» **Extrait fourni**
....

Les photos de la page suivante présentent la «forêt sacrée» de MOKOKO, au bord du lac Tomba à Bikoro, Province de l'Equateur, laquelle pourra, en vertu de l'article 22 de la loi précitée, être attribuée à la communauté locale.

VALEURS SOCIALES, CULTURELLES ET SPIRITUELLES

Les communautés locales enquêtées dépendent des forêts. Celles-ci prennent tour à tour l'aspect de: nourriture, matériel de construction, médicament, gagne-pain, etc. Les «forêts sacrées» représentent, pour ces populations, des valeurs culturelles et spirituelles, ce qui contribue à de fortes motivations pour conserver la biodiversité.

FORET SACREE DE MOKOKO AU LAC TOMBA, TERRITOIRE DE BIKORO, EQUATEUR (R.D.C)

En effet, les «forêts sacrées» inventoriées et certaines espèces d'animaux sauvages habitant ces forêts sont protégés, à cause des puissantes croyances traditionnelles et d'associations culturelles avec certains animaux et certaines plantes sauvages.

A l'Equateur, les Mongo, les Ntomba et les Ekonda considèrent les «forêts sacrées» comme étant:

a) l'habitat des esprits des ancêtres protecteurs du village;

b) le lieu d'invocation de ces esprits, pour prévenir les guerres ou les maladies graves;

c) le lieu où se fabriquaient des fétiches devant accompagner les combattants au front, pendant la période de guerres de conquête ...

....

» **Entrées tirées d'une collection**
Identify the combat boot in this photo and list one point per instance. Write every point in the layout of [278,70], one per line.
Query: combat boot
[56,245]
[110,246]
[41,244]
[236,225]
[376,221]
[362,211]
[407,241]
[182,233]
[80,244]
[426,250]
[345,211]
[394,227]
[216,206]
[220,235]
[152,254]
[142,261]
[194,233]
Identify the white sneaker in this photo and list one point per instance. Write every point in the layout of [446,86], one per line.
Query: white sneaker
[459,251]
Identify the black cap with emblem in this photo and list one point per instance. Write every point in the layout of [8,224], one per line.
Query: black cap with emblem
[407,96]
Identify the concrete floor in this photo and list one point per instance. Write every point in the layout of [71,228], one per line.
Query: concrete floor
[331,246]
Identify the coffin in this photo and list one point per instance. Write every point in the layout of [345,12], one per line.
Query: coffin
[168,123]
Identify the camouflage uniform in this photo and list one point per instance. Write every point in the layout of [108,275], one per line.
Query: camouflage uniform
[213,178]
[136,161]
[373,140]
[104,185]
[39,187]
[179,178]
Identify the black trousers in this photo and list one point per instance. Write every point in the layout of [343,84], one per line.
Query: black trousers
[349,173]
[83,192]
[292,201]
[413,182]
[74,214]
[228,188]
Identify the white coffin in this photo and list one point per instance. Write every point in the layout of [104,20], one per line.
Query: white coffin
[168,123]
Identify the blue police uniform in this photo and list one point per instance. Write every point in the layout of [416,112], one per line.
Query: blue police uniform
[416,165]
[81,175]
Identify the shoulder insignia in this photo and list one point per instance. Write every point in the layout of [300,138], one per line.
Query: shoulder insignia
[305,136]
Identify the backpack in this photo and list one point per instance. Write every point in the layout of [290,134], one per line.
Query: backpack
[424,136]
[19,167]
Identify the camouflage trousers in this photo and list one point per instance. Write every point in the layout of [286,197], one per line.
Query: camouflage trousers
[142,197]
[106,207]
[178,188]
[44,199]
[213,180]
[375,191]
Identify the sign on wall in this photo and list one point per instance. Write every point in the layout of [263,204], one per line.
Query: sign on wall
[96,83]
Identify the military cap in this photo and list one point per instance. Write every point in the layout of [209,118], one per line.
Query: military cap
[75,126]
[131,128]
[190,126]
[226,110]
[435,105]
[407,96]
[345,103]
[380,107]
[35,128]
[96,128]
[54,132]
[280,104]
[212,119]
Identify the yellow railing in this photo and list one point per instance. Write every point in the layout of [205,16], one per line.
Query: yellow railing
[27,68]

....

» **Consigne**
Relevez tous les peuples de l'Equateur que l'extrait sur les forêts sacrées nomme. Les enregistrements forment un matériau distinct de l'extrait.

» **Réponse**
Les Mongo, les Ntomba et les Ekonda.